What to produce:
Could you turn every line of the records below into a numbered list, leaving out any blank lines?

Records for point labeling:
§ §

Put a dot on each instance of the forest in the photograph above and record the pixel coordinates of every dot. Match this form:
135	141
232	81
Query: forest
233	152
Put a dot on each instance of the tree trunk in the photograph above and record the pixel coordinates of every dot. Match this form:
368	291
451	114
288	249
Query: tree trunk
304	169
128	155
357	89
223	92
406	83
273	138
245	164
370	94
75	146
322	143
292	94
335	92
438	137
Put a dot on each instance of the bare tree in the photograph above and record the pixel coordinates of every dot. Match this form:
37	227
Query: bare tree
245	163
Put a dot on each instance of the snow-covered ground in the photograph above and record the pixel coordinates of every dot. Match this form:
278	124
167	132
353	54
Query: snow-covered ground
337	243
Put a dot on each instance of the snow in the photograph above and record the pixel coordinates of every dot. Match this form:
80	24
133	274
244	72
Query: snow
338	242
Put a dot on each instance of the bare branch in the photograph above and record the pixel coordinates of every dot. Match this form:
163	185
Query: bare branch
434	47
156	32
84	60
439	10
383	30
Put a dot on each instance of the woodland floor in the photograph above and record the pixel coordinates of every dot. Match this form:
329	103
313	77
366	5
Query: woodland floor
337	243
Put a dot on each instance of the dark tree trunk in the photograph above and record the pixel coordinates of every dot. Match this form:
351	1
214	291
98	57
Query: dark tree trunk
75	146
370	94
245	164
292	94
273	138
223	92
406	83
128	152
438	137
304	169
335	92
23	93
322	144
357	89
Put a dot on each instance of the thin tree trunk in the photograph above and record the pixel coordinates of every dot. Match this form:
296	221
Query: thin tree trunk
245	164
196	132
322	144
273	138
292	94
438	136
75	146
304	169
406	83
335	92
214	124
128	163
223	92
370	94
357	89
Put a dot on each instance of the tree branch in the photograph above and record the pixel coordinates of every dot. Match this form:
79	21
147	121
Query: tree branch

§ §

Complete response:
1. Put a dot on each instance of the forest in the photograph above and record the pixel coordinates of every dot. Match this form:
2. 135	141
3. 232	81
4. Query: forest
5. 233	152
6. Put a dot on each instance of the tree trunk in the photograph above and record the pixel coordinates of every dot. Match this form:
7. 368	291
8. 451	114
9. 288	249
10. Query: tree trunk
11. 304	169
12. 128	155
13. 357	89
14. 223	92
15. 406	83
16. 273	138
17. 245	164
18. 370	94
19. 75	146
20. 322	143
21. 292	94
22. 335	92
23. 438	137
24. Put a dot on each instance of the bare tree in the photograph above and record the pixel coordinates of every dot. Match this form:
25. 37	227
26. Query: bare tree
27. 245	163
28. Put a dot on each instance of the snow-covered ground in the photograph above and record the pixel coordinates of every dot. Match this form:
29. 278	124
30. 167	132
31. 353	54
32. Query: snow-covered ground
33. 337	243
34. Put a dot on each instance of the snow in the photograph above and record the pixel coordinates of every dot. Match this form:
35. 80	24
36. 133	274
37. 244	72
38. Query: snow
39. 338	242
40. Put a dot on each instance of the bare branch in the photograph above and record the pixel coordinates of every dot. Match this form:
41. 163	185
42. Query: bare branch
43. 434	47
44. 156	32
45. 84	60
46. 439	10
47. 383	30
48. Put a dot on each instance of the woodland floor in the photograph above and record the pixel coordinates of every dot. Match this form:
49. 329	103
50. 313	77
51. 366	5
52. Query: woodland floor
53. 337	243
54. Put a dot on each instance of the dark tree trunk in the photograph above and record the pixel coordinates of every dot. Match this form:
55. 351	1
56. 214	291
57. 98	57
58. Query: dark tree trunk
59. 75	146
60. 370	94
61. 245	164
62. 292	94
63. 273	138
64. 223	92
65. 406	83
66. 128	152
67. 438	137
68. 304	169
69. 335	92
70. 23	93
71. 322	144
72. 357	89
73. Put a dot on each instance of the thin tree trunk in the photograph above and record the pixel coordinates of every dot. Match this form:
74. 296	221
75. Query: thin tree trunk
76. 245	164
77. 196	132
78. 322	144
79. 273	138
80. 292	94
81. 438	136
82. 75	146
83. 304	169
84. 406	83
85. 335	92
86. 214	124
87. 128	163
88. 223	92
89. 370	94
90. 357	89
91. Put a dot on each instance of the tree branch in the photograph above and record the pixel coordinates of every dot. Match this form:
92. 79	21
93. 147	121
94. Query: tree branch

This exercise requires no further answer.